**PROVIDED RECORDS**
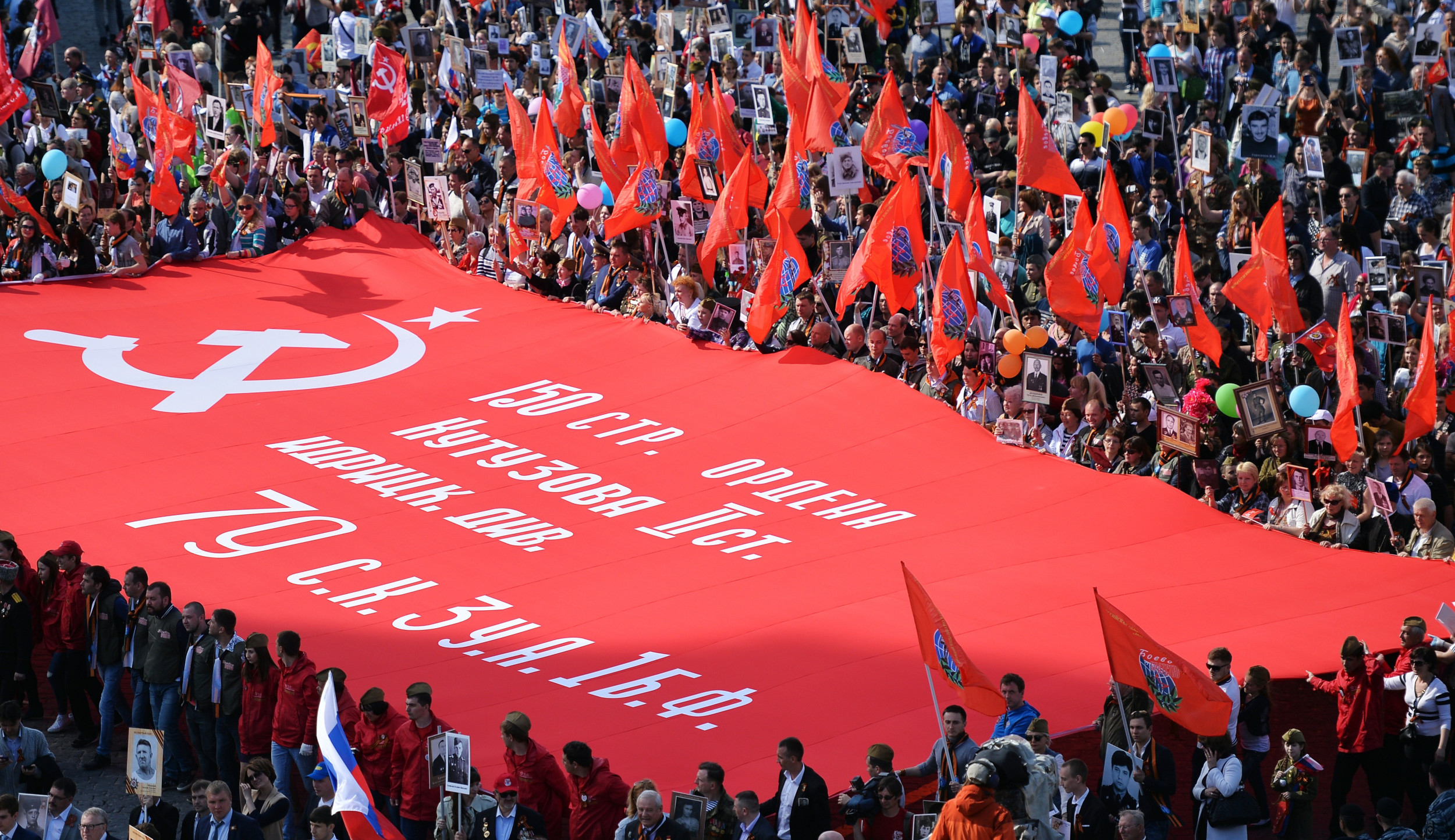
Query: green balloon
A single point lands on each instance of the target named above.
(1226, 401)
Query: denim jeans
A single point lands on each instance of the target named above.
(201, 727)
(286, 759)
(166, 702)
(111, 705)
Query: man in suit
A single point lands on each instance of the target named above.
(1080, 807)
(150, 810)
(1428, 538)
(508, 820)
(751, 826)
(222, 823)
(652, 823)
(9, 820)
(802, 798)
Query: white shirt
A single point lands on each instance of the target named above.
(790, 791)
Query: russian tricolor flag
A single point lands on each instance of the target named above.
(351, 797)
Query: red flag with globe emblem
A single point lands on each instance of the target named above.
(943, 654)
(1182, 689)
(780, 279)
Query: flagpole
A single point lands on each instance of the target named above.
(939, 718)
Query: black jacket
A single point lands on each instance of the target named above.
(484, 826)
(810, 816)
(162, 814)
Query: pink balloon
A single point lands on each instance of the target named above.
(1131, 115)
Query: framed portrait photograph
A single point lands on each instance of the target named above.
(1162, 384)
(1258, 407)
(144, 760)
(690, 813)
(1037, 378)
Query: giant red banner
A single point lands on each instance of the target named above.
(668, 550)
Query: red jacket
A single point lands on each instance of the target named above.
(1361, 707)
(73, 610)
(376, 748)
(597, 803)
(255, 724)
(409, 769)
(297, 702)
(543, 785)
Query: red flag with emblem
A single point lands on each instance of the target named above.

**REQUIRED WORK**
Print all of the records shown above exactly, leaving out each picture.

**EXERCISE RESULT**
Query: green balloon
A single point lands on each instance of the target named above.
(1226, 401)
Query: denim jeans
A single point lands on each instance of the target named above.
(201, 727)
(286, 759)
(166, 702)
(111, 705)
Query: man in suit
A single point lands on each instance of the target named above.
(1080, 807)
(150, 810)
(1428, 538)
(508, 820)
(751, 826)
(222, 823)
(652, 823)
(9, 820)
(802, 798)
Query: white shirt
A single point lands on each instance of the target named above.
(790, 791)
Query: russian tricolor flag
A single point lands on each instance of the target named above.
(351, 797)
Query: red flag with globe emblem
A single point lands on each instance of the target named above.
(943, 654)
(1182, 689)
(780, 279)
Query: flagpole
A single point lands on each instance of the target named above.
(939, 718)
Query: black jacket
A single point lands on each instance of the target named above.
(484, 826)
(810, 816)
(162, 814)
Query: pink balloon
A single point lands on each instance of the target named above.
(1131, 115)
Query: framed portrait photograph
A single point lands on each instance of the target named above.
(1162, 384)
(1258, 407)
(144, 760)
(690, 813)
(1037, 378)
Query: giant red banner
A single point lands on each instance of the target named above.
(668, 550)
Query: red jacket
A single point lands on each instance of the target named above.
(1361, 707)
(73, 610)
(376, 748)
(597, 803)
(255, 724)
(409, 769)
(297, 702)
(543, 785)
Query: red flag with emblem
A single point lands on each instance of the target named above.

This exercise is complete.